_Quoted passage_
# # #
NADIA examples and motivation

Motivation behind NADIA

In R we have access to a variety of complex methods to impute missing data. For example, we can use complex statistical algorithms like EMB (Expectation–maximization with bootstrap) implemented by Amelia package or machine learning approach in the form of RandomForest implemented by missForest.

Problems appear when u want to use one of these methods in machine learning workflow or just include them in bigger scripts. All of these packages have different implementation for example most of them return different objects. In NADIA we try to automatize the process of using these packages (including available methods to improving imputation). We create uniform interface for the following packages Amelia, mice, missMDA, missForest, missRanger, VIM, softImpute. To allow the user easy access to all methods in machine learning workflow we implemented them as operators in mlr3pipelines (Binder et al. 2020).

Installation

From Github:

devtools::install_github("https://github.com/ModelOriented/EMMA/", subdir = "NADIA_package/NADIA")

From CRAN:

install.packages("NADIA")

Packages included in NADIA

Amelia (Honaker, King, and Blackwell 2011) is a commonly used implementation of Expectation-maximization with bootstrap. By default, this package implements multiple imputations. In the case of mlr3pipelines operators, we have to choose one from produced data sets. Amelia can impute categorical and continuous variables.

mice (van Buuren and Groothuis-Oudshoorn 2011) (Multiple imputation using chain equations) is another popular package to work with missing data. In our implementation, we use linear models to evaluate and improve imputation, mice can be used in two possible approaches.

missMDA (Josse and Husson 2016) package implements methods, especially useful when you want to use PCA or similar after imputation. Because of the number of methods, imputation from this package was separated into two functions:

missForest (Stekhoven and Buehlmann 2012) uses machine learning to impute missing data. In this package, the random-forest model is trained on data with missing values and used to perform imputation.

missRanger (Mayer 2019) is an improved version of missForest where Predictive Mean Matching is added between random-forest iterations. This firstly avoids imputation with values not already present in the original data. Secondly, predictive mean matching tries to raise the variance in the resulting conditional distributions to a realistic level.

VIM (Kowarik and Templ 2016) implements four different imputation methods implemented in separate functions:

softImpute (Hastie and Mazumder 2015) imputation base on the operation on matrixs. Fast but limited to numeric variables so has to be used alongside some simple imputation method for categorical variables. This imputation function can be pass as an argument.
# # #
_Given records_

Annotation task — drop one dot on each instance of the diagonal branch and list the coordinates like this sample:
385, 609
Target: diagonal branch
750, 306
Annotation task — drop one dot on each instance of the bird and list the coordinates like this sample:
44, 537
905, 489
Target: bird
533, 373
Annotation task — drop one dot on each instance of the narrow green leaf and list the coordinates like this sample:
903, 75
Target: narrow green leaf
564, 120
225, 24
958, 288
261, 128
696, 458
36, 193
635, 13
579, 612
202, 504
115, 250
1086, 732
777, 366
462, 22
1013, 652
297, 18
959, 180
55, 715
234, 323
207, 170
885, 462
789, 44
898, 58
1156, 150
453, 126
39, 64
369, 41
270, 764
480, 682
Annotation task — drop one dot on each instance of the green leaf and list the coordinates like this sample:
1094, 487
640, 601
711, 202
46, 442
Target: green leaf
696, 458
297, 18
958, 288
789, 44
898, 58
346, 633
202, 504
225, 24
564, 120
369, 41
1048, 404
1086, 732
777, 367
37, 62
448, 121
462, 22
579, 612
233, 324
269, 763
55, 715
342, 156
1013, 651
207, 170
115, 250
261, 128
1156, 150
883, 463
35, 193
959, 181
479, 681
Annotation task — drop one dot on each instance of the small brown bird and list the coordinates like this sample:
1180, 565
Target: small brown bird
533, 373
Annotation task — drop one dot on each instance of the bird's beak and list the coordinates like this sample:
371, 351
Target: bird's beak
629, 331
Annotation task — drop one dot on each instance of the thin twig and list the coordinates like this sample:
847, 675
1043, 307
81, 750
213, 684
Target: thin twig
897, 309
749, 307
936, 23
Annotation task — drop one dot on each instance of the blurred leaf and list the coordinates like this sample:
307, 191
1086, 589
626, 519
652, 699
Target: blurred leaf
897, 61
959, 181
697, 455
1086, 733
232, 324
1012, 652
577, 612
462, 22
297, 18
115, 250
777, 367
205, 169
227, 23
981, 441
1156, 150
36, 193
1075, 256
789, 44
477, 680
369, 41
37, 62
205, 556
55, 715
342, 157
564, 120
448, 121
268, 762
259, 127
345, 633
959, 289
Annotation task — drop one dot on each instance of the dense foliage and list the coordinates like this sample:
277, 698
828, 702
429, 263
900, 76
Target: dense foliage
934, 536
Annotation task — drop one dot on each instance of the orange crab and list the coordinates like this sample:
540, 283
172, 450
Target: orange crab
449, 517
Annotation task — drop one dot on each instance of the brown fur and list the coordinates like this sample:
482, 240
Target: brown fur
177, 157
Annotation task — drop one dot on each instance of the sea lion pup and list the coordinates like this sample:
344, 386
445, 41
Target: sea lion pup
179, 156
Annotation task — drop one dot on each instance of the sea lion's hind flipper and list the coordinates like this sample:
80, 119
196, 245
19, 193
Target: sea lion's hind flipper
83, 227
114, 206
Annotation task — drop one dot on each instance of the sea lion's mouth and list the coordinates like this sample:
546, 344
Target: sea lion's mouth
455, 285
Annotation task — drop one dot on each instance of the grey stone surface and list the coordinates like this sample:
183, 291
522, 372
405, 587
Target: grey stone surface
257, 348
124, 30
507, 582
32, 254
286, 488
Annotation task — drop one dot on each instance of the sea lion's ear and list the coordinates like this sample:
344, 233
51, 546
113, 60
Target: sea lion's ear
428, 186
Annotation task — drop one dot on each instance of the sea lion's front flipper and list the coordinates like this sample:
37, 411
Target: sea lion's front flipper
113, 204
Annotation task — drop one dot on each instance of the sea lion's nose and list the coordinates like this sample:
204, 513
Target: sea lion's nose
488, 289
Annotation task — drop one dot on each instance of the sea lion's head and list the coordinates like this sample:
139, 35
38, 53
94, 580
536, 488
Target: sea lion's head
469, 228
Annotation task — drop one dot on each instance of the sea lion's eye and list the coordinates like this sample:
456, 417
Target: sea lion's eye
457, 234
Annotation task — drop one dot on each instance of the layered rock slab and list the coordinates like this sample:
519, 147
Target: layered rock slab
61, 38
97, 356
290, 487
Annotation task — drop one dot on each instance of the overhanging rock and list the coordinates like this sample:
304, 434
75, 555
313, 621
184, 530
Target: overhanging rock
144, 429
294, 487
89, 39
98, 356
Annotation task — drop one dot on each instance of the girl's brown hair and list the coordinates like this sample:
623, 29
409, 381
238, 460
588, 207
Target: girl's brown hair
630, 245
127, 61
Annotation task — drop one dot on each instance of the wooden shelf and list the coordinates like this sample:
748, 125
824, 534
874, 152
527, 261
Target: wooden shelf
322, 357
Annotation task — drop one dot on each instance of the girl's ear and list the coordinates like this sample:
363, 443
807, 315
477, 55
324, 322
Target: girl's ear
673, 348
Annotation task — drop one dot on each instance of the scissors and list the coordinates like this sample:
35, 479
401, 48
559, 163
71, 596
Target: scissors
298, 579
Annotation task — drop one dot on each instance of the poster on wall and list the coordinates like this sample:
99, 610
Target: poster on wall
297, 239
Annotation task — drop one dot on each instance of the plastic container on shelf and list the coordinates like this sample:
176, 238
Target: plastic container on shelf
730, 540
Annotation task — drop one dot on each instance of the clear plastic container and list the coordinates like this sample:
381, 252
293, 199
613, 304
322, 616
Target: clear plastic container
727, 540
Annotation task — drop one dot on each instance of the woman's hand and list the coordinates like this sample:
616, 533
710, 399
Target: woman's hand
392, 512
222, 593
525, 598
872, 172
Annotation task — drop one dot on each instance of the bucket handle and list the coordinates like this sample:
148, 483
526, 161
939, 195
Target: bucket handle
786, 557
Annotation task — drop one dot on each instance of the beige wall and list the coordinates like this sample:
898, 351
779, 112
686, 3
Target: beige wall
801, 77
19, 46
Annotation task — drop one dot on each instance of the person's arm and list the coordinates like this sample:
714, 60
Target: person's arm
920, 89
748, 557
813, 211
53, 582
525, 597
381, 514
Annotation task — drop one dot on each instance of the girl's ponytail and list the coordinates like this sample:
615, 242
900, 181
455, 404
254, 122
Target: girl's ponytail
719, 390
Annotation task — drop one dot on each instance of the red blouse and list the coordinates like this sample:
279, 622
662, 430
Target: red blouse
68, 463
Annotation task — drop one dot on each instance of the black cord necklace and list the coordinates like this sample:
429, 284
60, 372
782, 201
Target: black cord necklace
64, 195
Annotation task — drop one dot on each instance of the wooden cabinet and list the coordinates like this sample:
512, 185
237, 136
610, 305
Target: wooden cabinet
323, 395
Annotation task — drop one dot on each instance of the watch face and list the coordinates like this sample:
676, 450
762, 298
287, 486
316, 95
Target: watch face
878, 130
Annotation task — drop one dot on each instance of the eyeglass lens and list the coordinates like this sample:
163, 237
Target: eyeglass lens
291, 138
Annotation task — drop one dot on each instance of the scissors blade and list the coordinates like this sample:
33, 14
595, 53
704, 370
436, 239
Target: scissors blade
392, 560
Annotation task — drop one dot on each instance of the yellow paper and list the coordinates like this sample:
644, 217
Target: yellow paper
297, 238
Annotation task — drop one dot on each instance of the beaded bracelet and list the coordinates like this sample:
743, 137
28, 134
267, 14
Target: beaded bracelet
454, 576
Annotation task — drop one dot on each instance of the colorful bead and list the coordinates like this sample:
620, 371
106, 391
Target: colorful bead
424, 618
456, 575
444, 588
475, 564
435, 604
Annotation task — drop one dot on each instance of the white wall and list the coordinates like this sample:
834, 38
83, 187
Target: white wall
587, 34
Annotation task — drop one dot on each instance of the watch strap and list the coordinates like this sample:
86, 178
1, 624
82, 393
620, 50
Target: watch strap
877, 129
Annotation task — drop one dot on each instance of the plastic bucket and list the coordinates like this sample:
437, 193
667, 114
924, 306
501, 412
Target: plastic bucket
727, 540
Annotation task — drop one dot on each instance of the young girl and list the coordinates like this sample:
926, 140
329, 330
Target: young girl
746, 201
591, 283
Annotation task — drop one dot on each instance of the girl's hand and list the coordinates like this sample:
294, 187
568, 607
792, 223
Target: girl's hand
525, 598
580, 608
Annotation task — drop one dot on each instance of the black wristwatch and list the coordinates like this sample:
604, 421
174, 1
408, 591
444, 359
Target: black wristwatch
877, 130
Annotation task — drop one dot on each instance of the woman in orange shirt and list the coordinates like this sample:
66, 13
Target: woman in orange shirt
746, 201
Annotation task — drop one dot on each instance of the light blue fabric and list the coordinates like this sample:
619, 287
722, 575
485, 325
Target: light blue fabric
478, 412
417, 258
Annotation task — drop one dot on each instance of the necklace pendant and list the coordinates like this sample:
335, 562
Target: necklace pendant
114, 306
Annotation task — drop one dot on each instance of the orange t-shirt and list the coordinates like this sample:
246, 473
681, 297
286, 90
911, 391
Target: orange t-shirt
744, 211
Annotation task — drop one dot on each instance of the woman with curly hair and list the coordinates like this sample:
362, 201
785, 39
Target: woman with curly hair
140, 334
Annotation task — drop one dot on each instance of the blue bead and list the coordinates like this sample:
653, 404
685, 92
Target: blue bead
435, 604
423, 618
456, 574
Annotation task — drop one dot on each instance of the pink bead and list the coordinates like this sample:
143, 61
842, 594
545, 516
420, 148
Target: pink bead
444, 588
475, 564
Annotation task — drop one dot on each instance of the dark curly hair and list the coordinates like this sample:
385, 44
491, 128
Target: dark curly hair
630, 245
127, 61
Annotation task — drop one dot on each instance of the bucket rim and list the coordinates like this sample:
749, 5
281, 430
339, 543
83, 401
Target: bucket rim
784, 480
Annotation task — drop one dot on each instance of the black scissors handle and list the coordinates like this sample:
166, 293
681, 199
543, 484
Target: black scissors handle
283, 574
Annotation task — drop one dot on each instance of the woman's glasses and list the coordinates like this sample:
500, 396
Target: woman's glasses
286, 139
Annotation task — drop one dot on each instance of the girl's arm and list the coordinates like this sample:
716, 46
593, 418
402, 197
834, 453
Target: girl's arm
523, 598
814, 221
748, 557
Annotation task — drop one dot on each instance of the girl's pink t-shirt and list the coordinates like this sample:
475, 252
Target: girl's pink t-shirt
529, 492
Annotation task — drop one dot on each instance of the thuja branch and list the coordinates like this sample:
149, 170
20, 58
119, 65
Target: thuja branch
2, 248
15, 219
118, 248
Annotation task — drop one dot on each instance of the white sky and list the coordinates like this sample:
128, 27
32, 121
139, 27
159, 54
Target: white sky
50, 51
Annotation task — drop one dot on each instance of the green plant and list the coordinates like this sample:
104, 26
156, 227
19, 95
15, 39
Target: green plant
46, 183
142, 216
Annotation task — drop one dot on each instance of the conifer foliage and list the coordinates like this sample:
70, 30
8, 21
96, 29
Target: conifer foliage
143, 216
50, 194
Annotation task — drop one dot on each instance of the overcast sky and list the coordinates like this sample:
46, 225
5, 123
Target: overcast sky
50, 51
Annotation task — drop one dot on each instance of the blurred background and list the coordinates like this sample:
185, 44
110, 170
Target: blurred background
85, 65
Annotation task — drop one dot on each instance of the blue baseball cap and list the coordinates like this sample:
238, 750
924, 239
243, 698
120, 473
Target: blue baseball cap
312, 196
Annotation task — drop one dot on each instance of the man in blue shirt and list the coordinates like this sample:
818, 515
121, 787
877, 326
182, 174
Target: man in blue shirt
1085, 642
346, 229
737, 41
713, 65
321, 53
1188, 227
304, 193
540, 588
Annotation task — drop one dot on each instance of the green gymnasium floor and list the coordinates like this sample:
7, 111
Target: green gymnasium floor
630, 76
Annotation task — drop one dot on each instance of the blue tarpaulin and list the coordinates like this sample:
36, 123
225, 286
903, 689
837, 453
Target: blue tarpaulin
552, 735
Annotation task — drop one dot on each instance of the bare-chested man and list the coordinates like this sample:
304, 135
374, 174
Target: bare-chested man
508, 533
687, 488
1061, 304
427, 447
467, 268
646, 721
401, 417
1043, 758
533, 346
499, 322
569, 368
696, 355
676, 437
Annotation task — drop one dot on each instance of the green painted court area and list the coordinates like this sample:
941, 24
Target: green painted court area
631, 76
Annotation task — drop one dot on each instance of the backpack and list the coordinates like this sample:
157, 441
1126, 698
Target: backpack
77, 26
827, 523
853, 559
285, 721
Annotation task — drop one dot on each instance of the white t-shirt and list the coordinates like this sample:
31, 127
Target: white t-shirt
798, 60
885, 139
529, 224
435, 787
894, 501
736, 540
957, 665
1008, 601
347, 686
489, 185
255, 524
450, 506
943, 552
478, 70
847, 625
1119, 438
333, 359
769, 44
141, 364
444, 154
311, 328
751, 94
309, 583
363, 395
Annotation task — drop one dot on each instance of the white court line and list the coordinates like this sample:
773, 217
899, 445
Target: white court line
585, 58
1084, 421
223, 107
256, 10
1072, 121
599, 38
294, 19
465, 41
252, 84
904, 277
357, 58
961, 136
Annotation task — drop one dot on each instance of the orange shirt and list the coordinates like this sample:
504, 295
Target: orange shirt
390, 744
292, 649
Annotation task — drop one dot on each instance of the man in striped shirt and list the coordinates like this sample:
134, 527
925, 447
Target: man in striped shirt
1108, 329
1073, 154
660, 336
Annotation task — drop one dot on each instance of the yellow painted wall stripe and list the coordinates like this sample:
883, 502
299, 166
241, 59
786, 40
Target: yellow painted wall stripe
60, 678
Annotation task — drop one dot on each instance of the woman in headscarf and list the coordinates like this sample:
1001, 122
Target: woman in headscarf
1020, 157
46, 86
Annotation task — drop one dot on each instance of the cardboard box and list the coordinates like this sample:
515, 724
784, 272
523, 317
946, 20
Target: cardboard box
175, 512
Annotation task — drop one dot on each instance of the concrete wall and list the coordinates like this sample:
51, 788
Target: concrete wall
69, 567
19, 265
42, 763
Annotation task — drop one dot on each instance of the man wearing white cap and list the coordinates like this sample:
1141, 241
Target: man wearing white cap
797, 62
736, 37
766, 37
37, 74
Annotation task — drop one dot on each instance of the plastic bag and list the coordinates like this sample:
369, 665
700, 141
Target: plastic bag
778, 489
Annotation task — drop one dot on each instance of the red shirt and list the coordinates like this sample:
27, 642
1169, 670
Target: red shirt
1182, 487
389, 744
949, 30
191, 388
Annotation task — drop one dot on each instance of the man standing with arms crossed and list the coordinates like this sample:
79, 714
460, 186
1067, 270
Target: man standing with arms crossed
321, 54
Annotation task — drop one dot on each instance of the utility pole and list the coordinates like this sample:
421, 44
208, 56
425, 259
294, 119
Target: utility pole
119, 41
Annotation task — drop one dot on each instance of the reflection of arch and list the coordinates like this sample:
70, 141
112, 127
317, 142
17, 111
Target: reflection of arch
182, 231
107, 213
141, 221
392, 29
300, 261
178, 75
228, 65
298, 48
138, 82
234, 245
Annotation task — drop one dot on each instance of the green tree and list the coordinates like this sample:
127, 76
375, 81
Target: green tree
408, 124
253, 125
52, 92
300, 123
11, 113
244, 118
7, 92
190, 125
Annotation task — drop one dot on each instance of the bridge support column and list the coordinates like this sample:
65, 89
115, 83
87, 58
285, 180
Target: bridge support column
# # #
_Stated task 1_
From the NADIA page, write out the passage between "missMDA (Josse and" and "a realistic level.", inclusive.
_Stated task 2_
Which packages does the NADIA page say NADIA gives a uniform interface for? List them all.

_Response 1_
missMDA (Josse and Husson 2016) package implements methods, especially useful when you want to use PCA or similar after imputation. Because of the number of methods, imputation from this package was separated into two functions:

missForest (Stekhoven and Buehlmann 2012) uses machine learning to impute missing data. In this package, the random-forest model is trained on data with missing values and used to perform imputation.

missRanger (Mayer 2019) is an improved version of missForest where Predictive Mean Matching is added between random-forest iterations. This firstly avoids imputation with values not already present in the original data. Secondly, predictive mean matching tries to raise the variance in the resulting conditional distributions to a realistic level.

_Response 2_
Amelia
mice
missMDA
missForest
missRanger
VIM
softImpute